- To be done
Each line below is to be written out in full, exactly as shown.

- Provided records
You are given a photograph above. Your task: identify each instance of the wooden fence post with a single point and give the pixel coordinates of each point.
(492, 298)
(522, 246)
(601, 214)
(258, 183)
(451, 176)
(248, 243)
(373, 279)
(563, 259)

- Output below
You are given a photograph above. Your task: identify each instance of the wooden fence post with a single point and give the pixel coordinates of each point.
(492, 298)
(522, 246)
(601, 214)
(258, 183)
(451, 176)
(248, 243)
(373, 279)
(563, 259)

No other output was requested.